Document extract:
+++
Friday, 30 January 2009

Size Shouldn't Matter

Over on the Software Testing Club, the old chestnut of the ideal dev/test ratio came up
( I really should add this topic to my list of testing cliches )

The person asking the question mentioned the 1:1 ratio that Microsoft has and that
"As my company aren't the size of Microsoft, nor have the budget I don't think that will go down well"

Which got me wondering what the scale is - is it a linear scale, a logarithmic one ?
Maybe it's even simpler
Company Size < 100 Ratio 10:1
Company Size < 1000 Ratio 5:1
Company Size < 5000 Ratio 3:1
Company = Microsft Ratio 1:1


But what happens if you are a company the size of Microsoft but without their budget ?
Or a company smaller than Microsoft but with their budget ?

Do the directors of companies asking these questions simply cross their fingers and hope the devs dont produce too many bugs so they can then grow enough to start employing testers ? and also hope that by that stage the code hasn't grown into an unmaintainable pile of spaghetti


Whilst writing this blog I read a tweet from Simon Godfrey trying to deal with devs complaining that test hadn't found all the defects and wanting the test cost to be 15% of the dev budget
( hmm, wonder what percentage of the dev budget is spent on customer support... )

I'm blaming Philip Crosby and his Quality Is Free slogan, managers saw the title but never read the content...
+++
(Point placement rows)
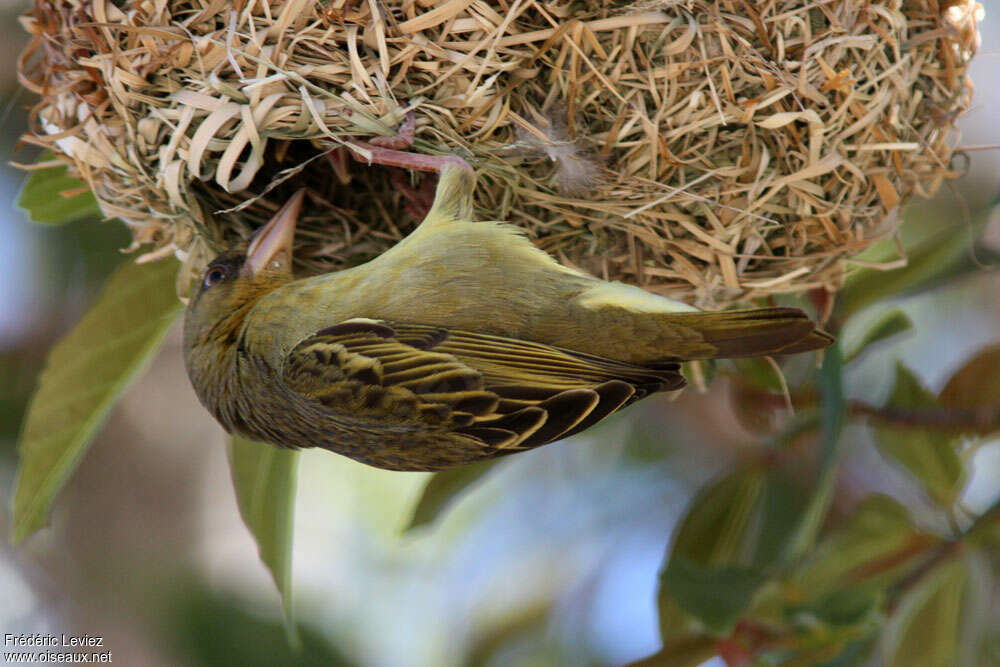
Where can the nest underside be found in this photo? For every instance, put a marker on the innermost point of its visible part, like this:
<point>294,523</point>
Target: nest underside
<point>711,150</point>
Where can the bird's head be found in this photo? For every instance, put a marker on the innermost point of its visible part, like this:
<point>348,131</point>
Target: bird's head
<point>229,288</point>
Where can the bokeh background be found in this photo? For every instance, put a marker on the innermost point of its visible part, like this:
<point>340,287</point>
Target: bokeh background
<point>552,559</point>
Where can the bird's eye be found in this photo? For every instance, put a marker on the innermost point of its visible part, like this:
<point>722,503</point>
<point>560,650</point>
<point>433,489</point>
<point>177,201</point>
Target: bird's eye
<point>214,276</point>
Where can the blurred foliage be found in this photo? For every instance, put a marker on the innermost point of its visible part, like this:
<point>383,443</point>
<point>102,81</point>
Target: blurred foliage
<point>84,376</point>
<point>51,196</point>
<point>218,632</point>
<point>769,564</point>
<point>443,488</point>
<point>264,479</point>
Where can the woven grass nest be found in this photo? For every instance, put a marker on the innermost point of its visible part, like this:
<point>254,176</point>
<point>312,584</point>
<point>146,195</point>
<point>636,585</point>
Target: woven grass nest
<point>713,150</point>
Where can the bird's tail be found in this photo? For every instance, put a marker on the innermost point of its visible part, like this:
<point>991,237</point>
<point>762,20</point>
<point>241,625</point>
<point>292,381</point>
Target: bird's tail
<point>751,333</point>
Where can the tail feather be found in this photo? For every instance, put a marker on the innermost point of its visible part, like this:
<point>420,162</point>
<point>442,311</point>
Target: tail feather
<point>754,333</point>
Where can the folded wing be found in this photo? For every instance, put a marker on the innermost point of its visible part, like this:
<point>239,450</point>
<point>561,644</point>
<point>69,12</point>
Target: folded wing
<point>507,394</point>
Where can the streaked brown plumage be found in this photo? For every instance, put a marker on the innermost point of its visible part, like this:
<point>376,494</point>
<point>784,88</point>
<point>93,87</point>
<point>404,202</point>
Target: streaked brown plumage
<point>463,342</point>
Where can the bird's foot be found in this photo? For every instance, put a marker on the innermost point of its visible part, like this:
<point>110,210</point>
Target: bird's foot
<point>418,201</point>
<point>394,158</point>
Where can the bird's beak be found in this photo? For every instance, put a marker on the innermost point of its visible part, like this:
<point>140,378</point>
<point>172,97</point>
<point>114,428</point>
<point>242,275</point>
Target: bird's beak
<point>274,240</point>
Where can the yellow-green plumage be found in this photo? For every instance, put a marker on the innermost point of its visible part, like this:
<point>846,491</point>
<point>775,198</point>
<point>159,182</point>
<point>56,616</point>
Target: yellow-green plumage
<point>462,342</point>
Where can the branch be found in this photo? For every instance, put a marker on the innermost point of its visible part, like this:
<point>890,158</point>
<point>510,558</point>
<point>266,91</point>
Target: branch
<point>981,420</point>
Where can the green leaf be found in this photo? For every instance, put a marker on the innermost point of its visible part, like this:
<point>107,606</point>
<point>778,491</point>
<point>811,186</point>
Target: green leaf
<point>975,385</point>
<point>933,261</point>
<point>926,628</point>
<point>85,374</point>
<point>734,536</point>
<point>930,456</point>
<point>890,324</point>
<point>717,596</point>
<point>688,653</point>
<point>264,477</point>
<point>442,489</point>
<point>834,414</point>
<point>876,544</point>
<point>52,196</point>
<point>714,531</point>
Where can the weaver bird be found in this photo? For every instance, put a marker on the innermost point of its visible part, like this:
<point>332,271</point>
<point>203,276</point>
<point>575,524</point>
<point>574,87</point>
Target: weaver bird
<point>462,342</point>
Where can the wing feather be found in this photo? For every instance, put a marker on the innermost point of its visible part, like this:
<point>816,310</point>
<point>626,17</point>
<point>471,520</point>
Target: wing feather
<point>504,393</point>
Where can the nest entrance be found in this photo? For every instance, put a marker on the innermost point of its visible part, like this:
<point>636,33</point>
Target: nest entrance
<point>712,150</point>
<point>342,225</point>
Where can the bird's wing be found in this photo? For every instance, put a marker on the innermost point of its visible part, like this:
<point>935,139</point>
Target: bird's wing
<point>508,394</point>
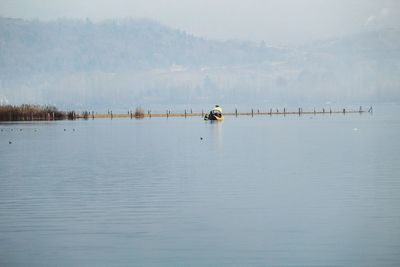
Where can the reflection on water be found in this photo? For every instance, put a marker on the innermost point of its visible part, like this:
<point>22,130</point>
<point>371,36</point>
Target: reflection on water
<point>262,191</point>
+++
Exercise tasks:
1/ Rewrite the blog post on dev/test ratios from the words "Or a company" through "read the content...", changing "customer support" to "user training".
2/ Lay out the rows as a numbered list, starting at the line containing "Where can the bird's wing" and ending at the line containing "<point>508,394</point>". Omit any blank lines.

Task responses:
1/
Or a company smaller than Microsoft but with their budget ?

Do the directors of companies asking these questions simply cross their fingers and hope the devs dont produce too many bugs so they can then grow enough to start employing testers ? and also hope that by that stage the code hasn't grown into an unmaintainable pile of spaghetti


Whilst writing this blog I read a tweet from Simon Godfrey trying to deal with devs complaining that test hadn't found all the defects and wanting the test cost to be 15% of the dev budget
( hmm, wonder what percentage of the dev budget is spent on user training... )

I'm blaming Philip Crosby and his Quality Is Free slogan, managers saw the title but never read the content...

2/
1. Where can the bird's wing be found in this photo? For every instance, put a marker on the innermost point of its visible part, like this:
2. <point>935,139</point>
3. Target: bird's wing
4. <point>508,394</point>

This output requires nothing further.